**TO DO:** In the methods text on cell viability and nuclear staining, copy out word for word the passage that begins with "4,6-Diamidino-2-phenylindole dihydrochloride nuclear" and ends with "of total numbers.".

**TEXT SEGMENT:**
Cell viability was assessed using the MTT assay which measures mitochondrial dehydrogenase activity as described (Hemdan and Almazan 2006). The assay detects cleavage of MTT by active mitochondria in viable cells to an insoluble formazan product. Cultures were incubated with 0.5 mg/mL MTT at 37°C for 3 h after which the formazan crystals were solubilized in an acid-isopropanol mixture. Absorbance was measured at 595 nm with a micro-ELISA spectrophotometer.

4,6-Diamidino-2-phenylindole dihydrochloride nuclear staining

Nuclear chromatin condensation was assessed to determine apoptotic cells. Cells grown on glass coverslips were fixed with 4% paraformaldehyde in PBS, then mounted on microscope slides with 4,6-diamidino-2-phenylindole dihydrochloride containing mounting medium. Nuclei were visualized, and photographed by ultraviolet illumination using a fluorescence microscope equipped with an automatic camera. Condensed or fragmented nuclei were counted and expressed as a % of total numbers.

**GIVEN RECORDS:**
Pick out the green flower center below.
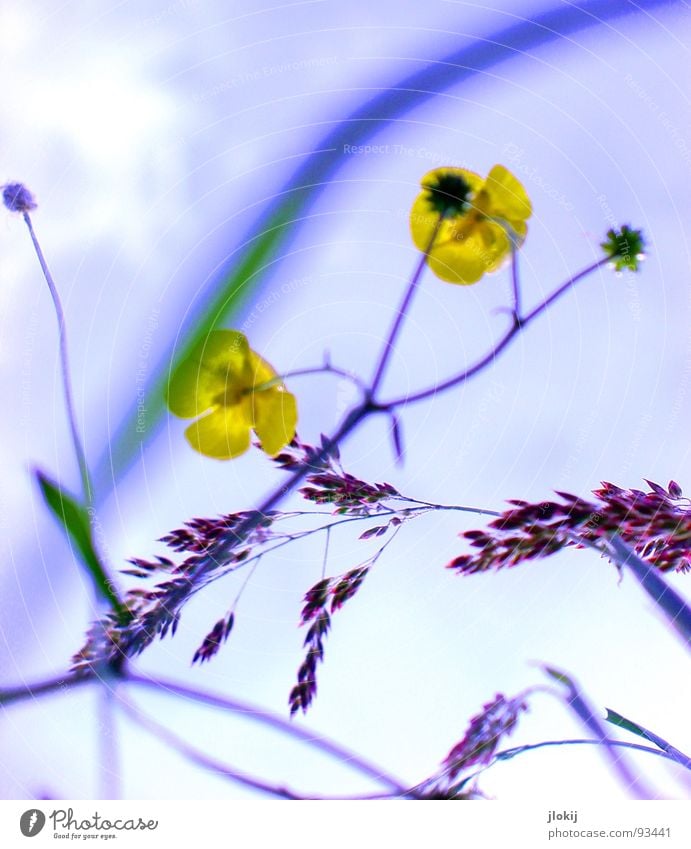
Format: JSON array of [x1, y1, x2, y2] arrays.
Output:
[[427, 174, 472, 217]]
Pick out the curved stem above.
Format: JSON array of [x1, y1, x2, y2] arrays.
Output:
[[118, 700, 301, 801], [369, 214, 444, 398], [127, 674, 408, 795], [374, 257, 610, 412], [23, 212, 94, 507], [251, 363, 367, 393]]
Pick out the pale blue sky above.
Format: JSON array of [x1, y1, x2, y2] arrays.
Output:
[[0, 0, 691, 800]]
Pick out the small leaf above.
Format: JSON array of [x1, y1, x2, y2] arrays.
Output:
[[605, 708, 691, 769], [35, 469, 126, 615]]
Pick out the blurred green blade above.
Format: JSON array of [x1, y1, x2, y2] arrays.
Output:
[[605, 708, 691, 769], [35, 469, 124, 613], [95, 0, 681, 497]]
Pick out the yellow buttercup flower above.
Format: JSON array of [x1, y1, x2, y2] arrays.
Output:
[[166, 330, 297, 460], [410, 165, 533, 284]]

**TASK OUTPUT:**
4,6-Diamidino-2-phenylindole dihydrochloride nuclear staining

Nuclear chromatin condensation was assessed to determine apoptotic cells. Cells grown on glass coverslips were fixed with 4% paraformaldehyde in PBS, then mounted on microscope slides with 4,6-diamidino-2-phenylindole dihydrochloride containing mounting medium. Nuclei were visualized, and photographed by ultraviolet illumination using a fluorescence microscope equipped with an automatic camera. Condensed or fragmented nuclei were counted and expressed as a % of total numbers.